TEXT TO READ
--

Xcel contracted SI to perform an evaluation of the Monticello bioshield in support of its SLR application.  Initially, SI assessed embrittlement of the concrete and steel in accordance with the methodology in NUREG-15092 .  Following questions posed by the NRC reviewers, additional clarifications were requested regarding plant-specific materials, justification of gamma heating parameters, and inclusion of weld residual stresses.  SI performed separate heat transfer and fracture mechanics analyses to address these inquiries.  This article summarizes the approach and results of this first-of-a-kind evaluation.

Figure 2. Typical Reduction in concrete strength due to irradiation.

Assessment of Bioshield Concrete Structure
As illustrated in figure 1, the portion of the shield wall that is critical for support purposes is near the bottom of the RPV, well below the active core.  However, in accordance with the SRP, the concrete within this region is evaluated for irradiation-induced capacity reductions in accordance with methodology outlined within related EPRI reports.  Both neutron and gamma dose were evaluated in accordance with NUREG-2192 guidelines, along with expected operating temperatures experienced by the concrete.

Radiation exposure levels for the Monticello bioshield at the end of the SLR operating period were computed via separate third-party analysis.  The computed neutron fluence was less than the threshold for potential concrete damage, rendering it unnecessary to evaluate this item, but the computed gamma dose exceeded the potential damage threshold.  Therefore, SI performed a detailed study to extrapolate the gamma exposure and any associated loss of strength for the load-bearing portion of the bioshield wall.  The evaluation compared published lower-bound strength values from literary sources to the fluence values obtained from which a conservative factor on reduction in structural capacity was determined.

SI performed a detailed set of structural calculations to benchmark the original design basis analysis against the pertinent code of construction, ACI 318-63.  These calculations were repeated for the predicted reduction in strength, and for all locations the predicted loads (or “demand”) were less than the available capacity.  Thus, the structural portion of the bioshield wall was assessed to be acceptable for extended operation through the SLR period.

--

ENTRIES
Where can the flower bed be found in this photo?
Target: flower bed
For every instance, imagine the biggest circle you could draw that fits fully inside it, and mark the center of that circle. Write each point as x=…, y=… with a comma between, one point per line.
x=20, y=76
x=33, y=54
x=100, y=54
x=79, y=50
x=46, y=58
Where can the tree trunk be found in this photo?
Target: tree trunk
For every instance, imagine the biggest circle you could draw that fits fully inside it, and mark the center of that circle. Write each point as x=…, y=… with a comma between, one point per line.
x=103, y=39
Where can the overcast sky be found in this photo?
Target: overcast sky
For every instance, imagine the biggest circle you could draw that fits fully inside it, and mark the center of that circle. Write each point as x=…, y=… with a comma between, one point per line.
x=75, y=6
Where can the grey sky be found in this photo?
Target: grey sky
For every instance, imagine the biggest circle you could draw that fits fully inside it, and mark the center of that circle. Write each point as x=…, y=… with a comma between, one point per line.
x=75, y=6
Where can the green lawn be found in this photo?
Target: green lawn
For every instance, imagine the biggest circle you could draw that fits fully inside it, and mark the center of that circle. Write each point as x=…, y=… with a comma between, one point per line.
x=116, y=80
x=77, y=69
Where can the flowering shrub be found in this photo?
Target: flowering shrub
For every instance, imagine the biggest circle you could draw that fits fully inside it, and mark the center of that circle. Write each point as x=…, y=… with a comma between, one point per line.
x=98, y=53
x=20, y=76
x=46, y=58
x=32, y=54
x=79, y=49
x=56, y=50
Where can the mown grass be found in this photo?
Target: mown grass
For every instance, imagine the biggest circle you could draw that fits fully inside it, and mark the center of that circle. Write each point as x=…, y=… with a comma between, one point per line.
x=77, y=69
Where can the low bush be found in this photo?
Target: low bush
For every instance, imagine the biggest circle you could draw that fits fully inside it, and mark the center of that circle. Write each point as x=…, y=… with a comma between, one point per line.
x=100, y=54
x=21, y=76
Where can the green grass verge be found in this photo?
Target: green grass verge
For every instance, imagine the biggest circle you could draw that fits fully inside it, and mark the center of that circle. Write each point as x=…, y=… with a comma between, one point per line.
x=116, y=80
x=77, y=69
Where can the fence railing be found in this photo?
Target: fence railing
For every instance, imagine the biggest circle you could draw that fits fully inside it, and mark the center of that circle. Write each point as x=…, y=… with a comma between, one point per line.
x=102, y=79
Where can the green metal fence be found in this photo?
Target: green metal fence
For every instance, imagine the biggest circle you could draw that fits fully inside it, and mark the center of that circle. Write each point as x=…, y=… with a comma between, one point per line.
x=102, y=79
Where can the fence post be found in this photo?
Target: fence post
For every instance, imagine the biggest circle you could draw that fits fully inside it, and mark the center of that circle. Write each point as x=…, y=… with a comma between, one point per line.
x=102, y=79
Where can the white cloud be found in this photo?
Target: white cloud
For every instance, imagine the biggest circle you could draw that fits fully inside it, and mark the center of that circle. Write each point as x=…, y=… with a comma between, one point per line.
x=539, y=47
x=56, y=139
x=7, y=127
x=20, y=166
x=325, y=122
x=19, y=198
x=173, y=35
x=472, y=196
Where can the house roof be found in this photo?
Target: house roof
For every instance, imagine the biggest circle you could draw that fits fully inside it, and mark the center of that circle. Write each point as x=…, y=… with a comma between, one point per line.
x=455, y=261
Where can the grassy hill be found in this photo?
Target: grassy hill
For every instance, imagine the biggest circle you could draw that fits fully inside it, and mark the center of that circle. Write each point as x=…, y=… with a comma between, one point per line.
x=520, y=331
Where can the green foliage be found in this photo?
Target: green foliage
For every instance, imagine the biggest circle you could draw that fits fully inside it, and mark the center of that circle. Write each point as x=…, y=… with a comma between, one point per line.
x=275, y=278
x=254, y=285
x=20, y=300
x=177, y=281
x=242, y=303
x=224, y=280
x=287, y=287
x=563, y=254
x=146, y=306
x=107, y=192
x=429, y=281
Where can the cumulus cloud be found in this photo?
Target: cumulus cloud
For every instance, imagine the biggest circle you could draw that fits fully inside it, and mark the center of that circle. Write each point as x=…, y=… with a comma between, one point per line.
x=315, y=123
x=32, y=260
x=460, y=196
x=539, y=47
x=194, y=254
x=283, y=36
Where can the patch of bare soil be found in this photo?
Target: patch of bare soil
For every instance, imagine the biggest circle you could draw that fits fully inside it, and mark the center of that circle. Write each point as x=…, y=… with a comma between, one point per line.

--

WHAT THIS TASK INVOLVES
Reproduce the entire text on the Monticello bioshield evaluation word for word.

FULL OUTPUT
Xcel contracted SI to perform an evaluation of the Monticello bioshield in support of its SLR application.  Initially, SI assessed embrittlement of the concrete and steel in accordance with the methodology in NUREG-15092 .  Following questions posed by the NRC reviewers, additional clarifications were requested regarding plant-specific materials, justification of gamma heating parameters, and inclusion of weld residual stresses.  SI performed separate heat transfer and fracture mechanics analyses to address these inquiries.  This article summarizes the approach and results of this first-of-a-kind evaluation.

Figure 2. Typical Reduction in concrete strength due to irradiation.

Assessment of Bioshield Concrete Structure
As illustrated in figure 1, the portion of the shield wall that is critical for support purposes is near the bottom of the RPV, well below the active core.  However, in accordance with the SRP, the concrete within this region is evaluated for irradiation-induced capacity reductions in accordance with methodology outlined within related EPRI reports.  Both neutron and gamma dose were evaluated in accordance with NUREG-2192 guidelines, along with expected operating temperatures experienced by the concrete.

Radiation exposure levels for the Monticello bioshield at the end of the SLR operating period were computed via separate third-party analysis.  The computed neutron fluence was less than the threshold for potential concrete damage, rendering it unnecessary to evaluate this item, but the computed gamma dose exceeded the potential damage threshold.  Therefore, SI performed a detailed study to extrapolate the gamma exposure and any associated loss of strength for the load-bearing portion of the bioshield wall.  The evaluation compared published lower-bound strength values from literary sources to the fluence values obtained from which a conservative factor on reduction in structural capacity was determined.

SI performed a detailed set of structural calculations to benchmark the original design basis analysis against the pertinent code of construction, ACI 318-63.  These calculations were repeated for the predicted reduction in strength, and for all locations the predicted loads (or “demand”) were less than the available capacity.  Thus, the structural portion of the bioshield wall was assessed to be acceptable for extended operation through the SLR period.